* _ASSIGNMENT_: Filter the records below for the word "dining". Copy each line that holds it.

* _AVAILABLE RECORDS_:
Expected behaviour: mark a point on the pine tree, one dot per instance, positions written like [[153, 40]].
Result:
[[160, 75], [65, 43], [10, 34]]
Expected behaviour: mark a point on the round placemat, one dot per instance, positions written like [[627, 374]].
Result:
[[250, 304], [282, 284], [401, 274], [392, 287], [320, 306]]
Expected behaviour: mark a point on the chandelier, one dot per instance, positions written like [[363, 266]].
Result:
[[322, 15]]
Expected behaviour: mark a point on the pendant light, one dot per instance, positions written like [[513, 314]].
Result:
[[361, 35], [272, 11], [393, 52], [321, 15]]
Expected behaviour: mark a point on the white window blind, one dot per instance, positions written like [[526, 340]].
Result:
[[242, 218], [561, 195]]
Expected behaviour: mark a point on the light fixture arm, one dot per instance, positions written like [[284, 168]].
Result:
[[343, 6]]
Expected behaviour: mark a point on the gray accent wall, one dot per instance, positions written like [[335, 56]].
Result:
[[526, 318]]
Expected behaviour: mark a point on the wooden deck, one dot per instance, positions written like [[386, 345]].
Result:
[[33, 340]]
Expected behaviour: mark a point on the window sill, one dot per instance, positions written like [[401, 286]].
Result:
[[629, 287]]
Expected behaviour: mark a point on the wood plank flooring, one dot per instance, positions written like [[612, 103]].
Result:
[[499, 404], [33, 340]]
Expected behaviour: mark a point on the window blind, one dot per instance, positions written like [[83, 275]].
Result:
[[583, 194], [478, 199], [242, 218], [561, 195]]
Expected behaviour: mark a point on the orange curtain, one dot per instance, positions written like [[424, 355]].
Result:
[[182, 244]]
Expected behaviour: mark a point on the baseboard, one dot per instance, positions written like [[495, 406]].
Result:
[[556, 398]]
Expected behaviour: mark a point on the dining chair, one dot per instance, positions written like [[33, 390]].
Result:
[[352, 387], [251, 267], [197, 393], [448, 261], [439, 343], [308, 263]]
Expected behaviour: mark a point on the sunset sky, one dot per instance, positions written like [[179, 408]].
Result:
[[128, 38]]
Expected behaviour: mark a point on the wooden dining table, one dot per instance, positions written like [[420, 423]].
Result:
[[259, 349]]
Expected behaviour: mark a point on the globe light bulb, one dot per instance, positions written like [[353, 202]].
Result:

* _ANSWER BELOW_:
Expected behaviour: mark a point on the dining chair, one dot per instance, positions written like [[33, 390]].
Expected behaviour: mark a point on the wooden dining table, one dot per instance, positions written like [[420, 423]].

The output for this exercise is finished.